* start DATA *

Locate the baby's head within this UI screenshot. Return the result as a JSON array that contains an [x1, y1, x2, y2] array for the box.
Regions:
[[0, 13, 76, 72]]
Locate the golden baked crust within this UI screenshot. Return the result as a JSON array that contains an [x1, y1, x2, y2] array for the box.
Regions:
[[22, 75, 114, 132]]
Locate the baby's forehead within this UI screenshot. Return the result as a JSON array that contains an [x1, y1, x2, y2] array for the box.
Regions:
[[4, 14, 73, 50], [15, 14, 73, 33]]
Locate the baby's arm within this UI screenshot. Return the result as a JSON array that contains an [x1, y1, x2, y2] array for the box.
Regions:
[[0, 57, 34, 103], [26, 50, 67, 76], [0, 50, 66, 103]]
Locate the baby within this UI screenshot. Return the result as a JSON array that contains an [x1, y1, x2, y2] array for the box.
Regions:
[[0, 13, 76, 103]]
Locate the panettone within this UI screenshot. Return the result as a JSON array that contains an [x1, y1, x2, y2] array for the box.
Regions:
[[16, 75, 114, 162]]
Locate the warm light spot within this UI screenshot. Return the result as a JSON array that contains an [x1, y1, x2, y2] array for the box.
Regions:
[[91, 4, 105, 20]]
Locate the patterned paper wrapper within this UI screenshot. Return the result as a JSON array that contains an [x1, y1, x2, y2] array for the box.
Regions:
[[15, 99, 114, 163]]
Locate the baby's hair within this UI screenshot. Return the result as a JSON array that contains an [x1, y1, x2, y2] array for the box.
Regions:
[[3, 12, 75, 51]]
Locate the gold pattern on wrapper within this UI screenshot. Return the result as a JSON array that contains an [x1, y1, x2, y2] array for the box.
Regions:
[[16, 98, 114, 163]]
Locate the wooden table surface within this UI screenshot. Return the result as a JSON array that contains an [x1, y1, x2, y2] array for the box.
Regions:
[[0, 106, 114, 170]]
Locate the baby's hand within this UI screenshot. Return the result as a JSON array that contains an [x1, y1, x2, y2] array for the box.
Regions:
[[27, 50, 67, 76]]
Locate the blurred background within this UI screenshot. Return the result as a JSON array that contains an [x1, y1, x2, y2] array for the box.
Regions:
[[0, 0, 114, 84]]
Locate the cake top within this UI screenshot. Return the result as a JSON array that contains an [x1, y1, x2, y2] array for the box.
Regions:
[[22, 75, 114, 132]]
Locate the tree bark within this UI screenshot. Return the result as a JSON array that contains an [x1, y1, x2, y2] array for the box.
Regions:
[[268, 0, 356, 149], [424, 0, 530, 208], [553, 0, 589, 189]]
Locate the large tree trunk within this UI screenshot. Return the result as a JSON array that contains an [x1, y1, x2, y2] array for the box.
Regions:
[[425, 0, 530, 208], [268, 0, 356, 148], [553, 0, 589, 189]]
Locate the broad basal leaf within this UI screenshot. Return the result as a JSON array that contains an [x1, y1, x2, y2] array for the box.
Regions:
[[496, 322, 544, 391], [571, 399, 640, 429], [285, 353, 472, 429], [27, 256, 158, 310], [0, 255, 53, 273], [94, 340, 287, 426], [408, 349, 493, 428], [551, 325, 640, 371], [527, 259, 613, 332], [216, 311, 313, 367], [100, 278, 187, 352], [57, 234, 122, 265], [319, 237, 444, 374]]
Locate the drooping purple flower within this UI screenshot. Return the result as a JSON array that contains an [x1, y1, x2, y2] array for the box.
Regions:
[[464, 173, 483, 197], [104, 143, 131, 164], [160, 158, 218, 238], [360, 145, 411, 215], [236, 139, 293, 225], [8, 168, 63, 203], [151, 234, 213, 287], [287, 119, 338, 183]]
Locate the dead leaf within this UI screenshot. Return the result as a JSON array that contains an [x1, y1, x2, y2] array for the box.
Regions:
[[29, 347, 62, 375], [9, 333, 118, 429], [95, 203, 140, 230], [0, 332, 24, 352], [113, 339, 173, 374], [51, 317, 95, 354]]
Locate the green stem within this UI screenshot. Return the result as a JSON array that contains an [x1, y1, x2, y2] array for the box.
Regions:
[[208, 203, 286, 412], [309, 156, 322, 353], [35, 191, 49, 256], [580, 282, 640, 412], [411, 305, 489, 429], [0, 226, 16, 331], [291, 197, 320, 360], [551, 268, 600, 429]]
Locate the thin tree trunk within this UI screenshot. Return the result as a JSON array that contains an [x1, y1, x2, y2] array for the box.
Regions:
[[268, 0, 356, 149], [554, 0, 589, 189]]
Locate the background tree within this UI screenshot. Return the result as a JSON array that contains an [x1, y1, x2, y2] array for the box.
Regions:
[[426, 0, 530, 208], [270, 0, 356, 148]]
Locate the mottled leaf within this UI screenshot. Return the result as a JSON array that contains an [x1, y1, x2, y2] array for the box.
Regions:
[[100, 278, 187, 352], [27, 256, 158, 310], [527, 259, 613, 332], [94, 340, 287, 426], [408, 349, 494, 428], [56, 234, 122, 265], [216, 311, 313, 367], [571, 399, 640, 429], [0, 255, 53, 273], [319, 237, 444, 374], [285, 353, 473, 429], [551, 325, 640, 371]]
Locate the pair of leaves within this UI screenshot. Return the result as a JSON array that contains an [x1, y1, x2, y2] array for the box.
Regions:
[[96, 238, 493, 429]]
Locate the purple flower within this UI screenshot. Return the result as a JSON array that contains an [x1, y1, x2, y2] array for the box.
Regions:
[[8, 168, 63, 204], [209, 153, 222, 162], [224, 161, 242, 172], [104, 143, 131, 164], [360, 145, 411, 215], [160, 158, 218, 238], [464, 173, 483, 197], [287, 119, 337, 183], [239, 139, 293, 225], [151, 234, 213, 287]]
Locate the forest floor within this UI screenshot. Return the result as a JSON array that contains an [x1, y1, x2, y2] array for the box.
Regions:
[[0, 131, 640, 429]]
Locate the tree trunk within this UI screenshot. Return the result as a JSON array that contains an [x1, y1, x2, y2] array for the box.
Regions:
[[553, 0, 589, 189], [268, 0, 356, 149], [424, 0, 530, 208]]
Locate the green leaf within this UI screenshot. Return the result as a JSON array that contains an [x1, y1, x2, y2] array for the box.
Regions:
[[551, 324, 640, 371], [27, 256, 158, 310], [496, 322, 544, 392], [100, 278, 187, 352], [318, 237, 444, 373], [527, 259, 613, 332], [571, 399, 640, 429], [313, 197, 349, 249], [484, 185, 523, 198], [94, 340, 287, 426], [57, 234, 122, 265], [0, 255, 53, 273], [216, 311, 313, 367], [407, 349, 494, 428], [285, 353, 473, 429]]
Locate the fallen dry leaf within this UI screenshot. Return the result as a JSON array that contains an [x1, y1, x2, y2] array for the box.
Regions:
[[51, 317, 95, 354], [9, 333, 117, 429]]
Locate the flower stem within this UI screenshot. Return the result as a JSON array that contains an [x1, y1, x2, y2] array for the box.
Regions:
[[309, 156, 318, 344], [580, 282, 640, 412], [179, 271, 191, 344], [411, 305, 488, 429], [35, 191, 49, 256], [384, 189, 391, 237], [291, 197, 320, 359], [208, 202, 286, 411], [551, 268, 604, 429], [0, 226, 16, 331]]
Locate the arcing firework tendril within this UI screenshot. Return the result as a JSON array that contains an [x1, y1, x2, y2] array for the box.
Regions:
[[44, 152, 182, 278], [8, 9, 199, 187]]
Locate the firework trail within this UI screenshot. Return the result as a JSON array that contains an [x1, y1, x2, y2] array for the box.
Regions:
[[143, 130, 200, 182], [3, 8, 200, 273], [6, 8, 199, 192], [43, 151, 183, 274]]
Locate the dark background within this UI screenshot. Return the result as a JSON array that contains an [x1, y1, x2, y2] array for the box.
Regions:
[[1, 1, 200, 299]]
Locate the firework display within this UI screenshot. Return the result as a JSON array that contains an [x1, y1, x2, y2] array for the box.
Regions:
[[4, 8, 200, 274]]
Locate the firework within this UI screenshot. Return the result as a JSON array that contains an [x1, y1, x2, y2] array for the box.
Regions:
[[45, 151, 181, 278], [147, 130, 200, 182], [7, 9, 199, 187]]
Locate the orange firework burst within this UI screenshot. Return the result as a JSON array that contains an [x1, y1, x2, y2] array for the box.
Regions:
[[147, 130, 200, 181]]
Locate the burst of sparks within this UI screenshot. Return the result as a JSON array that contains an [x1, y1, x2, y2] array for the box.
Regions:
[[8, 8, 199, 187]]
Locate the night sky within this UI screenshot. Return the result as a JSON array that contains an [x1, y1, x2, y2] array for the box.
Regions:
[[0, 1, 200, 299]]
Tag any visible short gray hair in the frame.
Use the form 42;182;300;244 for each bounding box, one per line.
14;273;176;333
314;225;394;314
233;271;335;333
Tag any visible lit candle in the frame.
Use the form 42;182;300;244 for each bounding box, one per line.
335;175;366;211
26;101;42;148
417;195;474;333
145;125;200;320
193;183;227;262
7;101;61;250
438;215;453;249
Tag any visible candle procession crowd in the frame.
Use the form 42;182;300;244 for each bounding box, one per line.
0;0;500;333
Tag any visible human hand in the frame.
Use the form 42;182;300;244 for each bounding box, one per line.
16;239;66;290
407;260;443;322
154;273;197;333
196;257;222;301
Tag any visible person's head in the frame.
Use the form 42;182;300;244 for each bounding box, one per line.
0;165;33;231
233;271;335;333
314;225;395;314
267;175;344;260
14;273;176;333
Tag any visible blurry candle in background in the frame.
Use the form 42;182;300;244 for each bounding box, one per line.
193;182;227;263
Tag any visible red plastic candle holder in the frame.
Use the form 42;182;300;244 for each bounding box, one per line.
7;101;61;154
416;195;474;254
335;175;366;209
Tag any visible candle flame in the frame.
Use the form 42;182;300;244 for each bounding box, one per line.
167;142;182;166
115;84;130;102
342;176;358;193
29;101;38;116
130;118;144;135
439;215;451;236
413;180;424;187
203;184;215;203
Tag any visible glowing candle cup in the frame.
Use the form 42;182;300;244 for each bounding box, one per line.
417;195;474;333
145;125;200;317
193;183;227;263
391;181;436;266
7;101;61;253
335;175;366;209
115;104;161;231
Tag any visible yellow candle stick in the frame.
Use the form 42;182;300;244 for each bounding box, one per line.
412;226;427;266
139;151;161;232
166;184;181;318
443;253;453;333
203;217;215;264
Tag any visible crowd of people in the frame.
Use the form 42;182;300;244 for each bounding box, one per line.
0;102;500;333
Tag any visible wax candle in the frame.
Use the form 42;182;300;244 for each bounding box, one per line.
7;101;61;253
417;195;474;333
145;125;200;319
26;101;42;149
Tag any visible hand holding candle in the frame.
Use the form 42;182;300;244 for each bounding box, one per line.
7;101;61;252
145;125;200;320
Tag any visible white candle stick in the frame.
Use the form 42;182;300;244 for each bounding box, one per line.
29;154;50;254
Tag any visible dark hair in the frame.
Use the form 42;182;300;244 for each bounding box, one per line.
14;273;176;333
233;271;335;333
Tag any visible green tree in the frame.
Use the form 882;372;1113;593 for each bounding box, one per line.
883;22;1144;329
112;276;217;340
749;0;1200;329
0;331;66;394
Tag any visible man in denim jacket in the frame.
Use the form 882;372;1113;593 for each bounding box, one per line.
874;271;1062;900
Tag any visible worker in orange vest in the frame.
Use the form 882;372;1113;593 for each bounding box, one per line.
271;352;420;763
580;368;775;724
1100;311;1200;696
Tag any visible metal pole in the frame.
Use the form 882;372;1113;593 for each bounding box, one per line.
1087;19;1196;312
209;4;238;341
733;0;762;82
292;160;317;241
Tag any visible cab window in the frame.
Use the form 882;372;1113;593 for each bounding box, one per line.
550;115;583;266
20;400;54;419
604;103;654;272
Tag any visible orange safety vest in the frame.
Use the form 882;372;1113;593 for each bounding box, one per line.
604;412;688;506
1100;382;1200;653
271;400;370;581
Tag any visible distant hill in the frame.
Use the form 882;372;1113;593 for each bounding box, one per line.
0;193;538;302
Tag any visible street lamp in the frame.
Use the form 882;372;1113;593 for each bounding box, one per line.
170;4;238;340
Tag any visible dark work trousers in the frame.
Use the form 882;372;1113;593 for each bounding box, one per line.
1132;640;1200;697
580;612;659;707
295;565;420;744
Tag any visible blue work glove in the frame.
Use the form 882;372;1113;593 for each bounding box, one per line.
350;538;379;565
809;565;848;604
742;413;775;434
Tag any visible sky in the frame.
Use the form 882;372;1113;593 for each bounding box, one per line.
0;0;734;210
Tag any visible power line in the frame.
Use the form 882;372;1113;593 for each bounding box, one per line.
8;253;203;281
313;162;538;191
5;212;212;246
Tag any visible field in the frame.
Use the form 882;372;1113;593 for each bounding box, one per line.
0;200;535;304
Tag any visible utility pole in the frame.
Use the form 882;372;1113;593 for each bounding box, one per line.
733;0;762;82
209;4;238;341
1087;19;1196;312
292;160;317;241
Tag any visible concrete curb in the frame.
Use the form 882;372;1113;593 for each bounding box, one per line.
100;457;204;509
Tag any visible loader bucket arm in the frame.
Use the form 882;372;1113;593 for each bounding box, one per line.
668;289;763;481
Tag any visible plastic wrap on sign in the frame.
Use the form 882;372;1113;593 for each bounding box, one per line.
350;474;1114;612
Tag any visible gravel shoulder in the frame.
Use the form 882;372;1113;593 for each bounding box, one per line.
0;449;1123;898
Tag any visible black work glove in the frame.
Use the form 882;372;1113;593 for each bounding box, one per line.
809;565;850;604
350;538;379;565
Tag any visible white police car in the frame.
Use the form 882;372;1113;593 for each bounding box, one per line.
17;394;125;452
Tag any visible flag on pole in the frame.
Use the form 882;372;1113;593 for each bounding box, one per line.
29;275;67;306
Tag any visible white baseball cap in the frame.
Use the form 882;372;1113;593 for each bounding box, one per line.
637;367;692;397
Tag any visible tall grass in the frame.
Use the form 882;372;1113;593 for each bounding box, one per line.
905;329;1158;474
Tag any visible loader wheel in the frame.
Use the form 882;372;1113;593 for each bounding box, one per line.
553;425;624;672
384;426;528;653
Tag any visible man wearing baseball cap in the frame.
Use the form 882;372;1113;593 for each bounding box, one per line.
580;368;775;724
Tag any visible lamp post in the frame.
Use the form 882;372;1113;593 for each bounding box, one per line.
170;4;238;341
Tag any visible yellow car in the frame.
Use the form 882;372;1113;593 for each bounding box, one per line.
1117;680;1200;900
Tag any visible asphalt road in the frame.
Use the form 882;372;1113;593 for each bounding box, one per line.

* end DATA *

- _WHAT IS NEEDED_
Copy the records word for word, starting at the line that contains "Tag any visible street lamp in the frame." and ending at the line that contains "350;474;1114;612", with both of those lines included.

- _THE OUTPUT_
Tag any visible street lamp in the frame.
Use the form 882;372;1113;593 for each bounding box, one per line.
170;4;238;340
Tag any visible dark work trousers in the frame.
Use the form 882;372;1113;593 for each bounding box, one per line.
1132;640;1200;697
580;612;659;707
295;565;420;744
Tag any visible blue work glove in the frame.
Use the form 882;372;1113;593 for each bounding box, one per line.
350;538;379;565
809;565;848;604
742;413;775;434
Tag any visible sky in the frame.
Use the form 882;372;1113;593 for each bounding box, one per line.
0;0;734;210
Tag any visible power line in the frame.
Use the form 882;372;1113;593 for each bounding box, one per line.
8;253;203;281
313;162;538;191
5;212;212;246
Tag any visible field in the frame.
Use the form 882;372;1113;593 for each bounding box, one per line.
0;200;535;304
Tag any visible utility pole in the frame.
Use the form 882;372;1113;593 for each bounding box, one per line.
733;0;762;82
209;4;238;341
1087;19;1196;312
292;160;317;241
Tag any visible concrete curb in the frame.
Use the form 882;372;1113;593 for each bounding box, one per line.
100;457;204;509
Tag any visible loader bucket arm in the frame.
Use the form 882;372;1113;593 for each bounding box, one per line.
668;289;763;481
Tag any visible plastic wrap on sign in the frame.
Use the form 882;372;1113;593 for each bounding box, one per line.
350;474;1114;612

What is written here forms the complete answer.